▸ **Given task 1**
Please duplicate the part of the Wadi Rum trip report below between "All men dream, but" and "so we slept.", inclusive.
▸ **Given task 2**
Condense the paragraph of the Wadi Rum trip report that opens with "Next morning I awoke" into a short bulleted list of its main facts.

▸ **Source passage**
○ ○ ○ ○ ○ ○ ○
All men dream, but not equally. Those who dream by night in the dusty recesses of their minds, wake in the day to find that it was vanity: but the dreamers of the day are dangerous men, for they may act on their dreams with open eyes, to make them possible.
T.E Lawrence ( of Arabia )
A half moon hung in the sky above us as we barrelled down the road from Amman towards Saudi Arabia, for some reason the moon looked like a gigantic Xmas tree decoration lit from below giving me a real impressions of our three dimensional position in space, the sun below the earth lighting the moon above. The desert on either side of us had vague lumpy shapes lit by the light of the stars and moon as we turned off the main Jordanian highway towards the Wadi Rum.
We were shown a room with a floor and three mattresses which was to be our accommodation for the next two weeks so we slept.
This trip had been a couple of years in the planning, not because it is difficult to get there but more from the point of view of Gav, Rab and my diary finding a mutually convenient space coinciding with the right kind of temperatures in the Jordanian desert. I arrived with absolutely no idea of what I was letting myself in for, I had been told that it was exciting and adventurous, we had had a brief discussion about what gear who was taking and I had borrowed some big cams from some mates, outside of this I had no real idea about it as Gav and Rab had planned it all, I was just a passenger.
Next morning I awoke to see towering sandstone cliffs through the window of our room, they were glowing red in the early(ish) morning sun. I ventured out into the already hot desert sun to a completely third world scene. The roads in the Wadi rum were all pitted and cratered, along each side were piles of garbage and rotting/derelict vehicles. every wall was liberally spray painted. There were barefoot kids running about everywhere and on either side of the village towered 2000ft sandstone massifs.
Nothing for it we chose one of the nearest cliffs on the side of Jebel Rum and set out to do one of the routes on it. To get to the bottom of the route there were two pitches of Grade 3 (V.Diff/Severe) climbing, we soloed the first then put on rock boots and ropes for the second to take us to the bottom of the 5+ ( E1 5B) pitch. The rock in the Wadi Rum is sandstone but that is where the familiarity stops. The crags look like a gigantic chocolate cake where the chocolate has run into big gloops and walls.
The wind has then done its best to erode the cliffs into the most imaginative shapes that nature can provide. This outofthisworld rock architecture is then riven by towering corners, never ending cracks and dubious walls. The route we chose to “get into the groove on” was not one of the best decisions. It was called “wall of lace” and that is exactly what is was, an eroded wall of very dubious rock, that was completely protected by threads that gave the ( not exactly wrong ) impression that if you were to fall off they would all instantaneously explode leaving you to plummet to an unsavoury end. We topped out and then set about abseiling off on the convenient bolted descents. Next lesson, the rock, eroded into all these wonderful shapes is covered in what are called “crisps”, little ears of rock that stick up on the top of overhangs, on slabs, in fact just about everwhere. the rock also has amazing powers of friction, all of these, crisps, cracks, friction features are designed to provide the most effective falling rope traps thus providing the next “challenge” to climbing here.
So dubious rock, falling rope traps, remote environment, poor route descriptions, high temperatures all discovered we then found out the next issue. It gets dark quick, at 4.30 the sun is in the sky, at 5.15 its pitch dark. We ran away to think things through.
○ ○ ○ ○ ○ ○ ○
▸ **Information supplied**
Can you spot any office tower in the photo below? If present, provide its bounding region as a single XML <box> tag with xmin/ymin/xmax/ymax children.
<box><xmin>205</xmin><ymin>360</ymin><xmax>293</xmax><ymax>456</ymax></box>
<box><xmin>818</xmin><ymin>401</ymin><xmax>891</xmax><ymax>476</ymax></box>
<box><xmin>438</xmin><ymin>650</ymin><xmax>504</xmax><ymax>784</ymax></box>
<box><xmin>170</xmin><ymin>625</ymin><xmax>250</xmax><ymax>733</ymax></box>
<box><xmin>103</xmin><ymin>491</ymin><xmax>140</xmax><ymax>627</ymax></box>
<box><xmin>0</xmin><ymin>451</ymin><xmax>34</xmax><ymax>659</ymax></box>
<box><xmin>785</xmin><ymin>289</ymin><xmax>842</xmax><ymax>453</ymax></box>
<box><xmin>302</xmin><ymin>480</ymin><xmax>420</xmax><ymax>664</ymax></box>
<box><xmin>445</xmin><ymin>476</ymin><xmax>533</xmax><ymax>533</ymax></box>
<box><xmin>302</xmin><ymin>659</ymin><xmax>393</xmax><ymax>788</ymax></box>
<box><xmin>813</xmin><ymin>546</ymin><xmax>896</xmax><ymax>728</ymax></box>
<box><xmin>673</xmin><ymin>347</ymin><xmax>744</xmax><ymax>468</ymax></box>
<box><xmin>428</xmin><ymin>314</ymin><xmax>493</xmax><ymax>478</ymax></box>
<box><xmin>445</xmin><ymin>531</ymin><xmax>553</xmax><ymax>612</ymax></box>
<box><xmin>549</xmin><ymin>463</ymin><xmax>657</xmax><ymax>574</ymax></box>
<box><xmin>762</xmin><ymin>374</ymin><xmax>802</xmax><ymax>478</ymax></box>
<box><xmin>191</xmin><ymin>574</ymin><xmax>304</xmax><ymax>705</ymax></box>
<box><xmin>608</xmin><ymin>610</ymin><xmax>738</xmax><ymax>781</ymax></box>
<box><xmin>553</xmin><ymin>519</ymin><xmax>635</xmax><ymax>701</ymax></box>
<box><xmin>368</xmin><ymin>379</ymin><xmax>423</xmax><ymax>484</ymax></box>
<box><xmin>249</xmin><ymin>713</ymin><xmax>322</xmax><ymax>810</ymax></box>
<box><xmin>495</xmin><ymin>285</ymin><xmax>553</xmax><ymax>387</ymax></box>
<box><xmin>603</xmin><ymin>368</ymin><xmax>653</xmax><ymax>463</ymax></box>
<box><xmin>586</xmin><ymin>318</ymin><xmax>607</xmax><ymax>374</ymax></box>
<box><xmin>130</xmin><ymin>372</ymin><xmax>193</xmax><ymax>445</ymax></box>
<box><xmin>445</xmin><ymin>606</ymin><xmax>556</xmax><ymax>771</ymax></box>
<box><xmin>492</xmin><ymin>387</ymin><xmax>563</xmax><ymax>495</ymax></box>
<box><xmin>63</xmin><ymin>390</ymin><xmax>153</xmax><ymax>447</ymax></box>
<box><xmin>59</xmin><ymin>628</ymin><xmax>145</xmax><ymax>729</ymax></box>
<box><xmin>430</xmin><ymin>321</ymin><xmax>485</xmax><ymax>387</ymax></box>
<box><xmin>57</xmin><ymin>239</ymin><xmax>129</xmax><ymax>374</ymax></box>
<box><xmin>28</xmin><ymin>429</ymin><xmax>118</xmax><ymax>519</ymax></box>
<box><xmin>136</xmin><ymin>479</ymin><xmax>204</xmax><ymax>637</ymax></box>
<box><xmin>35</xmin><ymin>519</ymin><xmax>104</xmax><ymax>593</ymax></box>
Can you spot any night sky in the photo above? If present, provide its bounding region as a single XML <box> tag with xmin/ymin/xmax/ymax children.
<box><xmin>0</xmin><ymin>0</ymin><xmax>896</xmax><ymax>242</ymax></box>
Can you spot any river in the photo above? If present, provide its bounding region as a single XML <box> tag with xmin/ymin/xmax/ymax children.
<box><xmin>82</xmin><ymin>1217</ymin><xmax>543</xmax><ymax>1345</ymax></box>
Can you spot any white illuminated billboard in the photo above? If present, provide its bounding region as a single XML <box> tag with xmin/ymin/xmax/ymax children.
○ ○ ○ ○ ○ ○ ○
▸ **Exercise result 1**
All men dream, but not equally. Those who dream by night in the dusty recesses of their minds, wake in the day to find that it was vanity: but the dreamers of the day are dangerous men, for they may act on their dreams with open eyes, to make them possible.
T.E Lawrence ( of Arabia )
A half moon hung in the sky above us as we barrelled down the road from Amman towards Saudi Arabia, for some reason the moon looked like a gigantic Xmas tree decoration lit from below giving me a real impressions of our three dimensional position in space, the sun below the earth lighting the moon above. The desert on either side of us had vague lumpy shapes lit by the light of the stars and moon as we turned off the main Jordanian highway towards the Wadi Rum.
We were shown a room with a floor and three mattresses which was to be our accommodation for the next two weeks so we slept.

▸ **Exercise result 2**
- Towering sandstone cliffs were visible from the room's window, glowing red in the early morning sun.
- The desert sun was already hot outside.
- The village looked like a completely third world scene.
- The roads were pitted and cratered, lined with piles of garbage and rotting or derelict vehicles.
- Every wall was covered in spray paint.
- Barefoot kids were running about everywhere.
- 2000ft sandstone massifs towered on either side of the village.